Text for analysis ->
↓↓↓
Lastly, I also wonder whether Julio and Tenoch would ever friend each other on Facebook.
Fat Girl
I’m trying to be nicer to this movie because what Roger Ebert and Liza Schwarzbaum and one other critic I can’t find have said about this movie are valid. Girls like sisters Elena, 15 and the titular fat girl Anais, 12, or at least adolescents, can be cruel to each other and then hug and comfort each other the next morning as if nothing happened. And yes, what happened in the ending can happen. You can’t blame the mother (Arsinee Khanjian) for making her choice because motels are just as creepy.
↑↑↑
[Collected data]
↓↓↓
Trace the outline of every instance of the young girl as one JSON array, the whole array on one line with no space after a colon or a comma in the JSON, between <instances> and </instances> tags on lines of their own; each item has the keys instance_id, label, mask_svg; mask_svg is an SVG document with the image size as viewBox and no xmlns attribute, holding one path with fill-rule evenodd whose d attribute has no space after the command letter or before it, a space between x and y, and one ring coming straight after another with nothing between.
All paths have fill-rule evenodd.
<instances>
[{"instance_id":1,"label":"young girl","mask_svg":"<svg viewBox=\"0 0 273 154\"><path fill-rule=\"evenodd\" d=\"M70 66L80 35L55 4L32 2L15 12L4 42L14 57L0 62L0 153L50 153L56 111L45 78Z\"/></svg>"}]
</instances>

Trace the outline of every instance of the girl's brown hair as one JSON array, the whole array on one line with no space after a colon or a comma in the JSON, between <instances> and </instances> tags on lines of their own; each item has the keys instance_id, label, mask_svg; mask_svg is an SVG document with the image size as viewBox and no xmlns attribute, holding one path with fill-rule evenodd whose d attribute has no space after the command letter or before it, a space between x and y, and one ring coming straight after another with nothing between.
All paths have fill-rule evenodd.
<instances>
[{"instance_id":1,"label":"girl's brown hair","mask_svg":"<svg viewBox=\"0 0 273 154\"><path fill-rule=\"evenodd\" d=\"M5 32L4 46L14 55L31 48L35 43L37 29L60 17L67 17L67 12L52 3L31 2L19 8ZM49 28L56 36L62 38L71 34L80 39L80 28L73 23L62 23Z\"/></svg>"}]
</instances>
↑↑↑
Exercise -> Continue the movie review about Fat Girl from its last sentence, in the same voice. These rows are separate material and have no connection to the movie review.

Result below ->
But there’s three things that bugged me during the movie. First is the mother’s thin characterization Her blase response to her husband’s question that “young people meet” makes her a passive accomplice to Elena and Anais’ sexual misadventures. Elena flirts with law student Fernando while Anais is the same room, while the parents are in the same house. Fernando and Elena opens doors, they converse, the smoke cigarettes, Elena has anal sex with Fernando for the first time. The first thing on that list should have woken the parents up. Then when Fernando’s mother reveals the relationship, both mothers are shocked as if nobody knew what was going on.
Second, that Elena is stupid enough to fall for Fernando’s lies. Anais is Elena’s foil in that she’s smarter and more jaded about sex despite being a virgin. She represents the contemporary adolescent, in theory smarter than their predecessors. Elena’s smitten by Fernando, and she really wants the experience. But she doesn’t even listen to reason, even from Fernando. When I was watching this movie, the future parent in me came out in full fury.
Lastly, there were parts when I felt there wasn’t enough of Anais. She is the fat girl in the title, why can’t she have her own misadventures? And the ending doesn’t count as one.
Thirteen Conversations About…
(not skinny enough to be a junkie. ph. SPC)
Why is everyone doing heroin on a Saturday night? Where is everyone’s parents?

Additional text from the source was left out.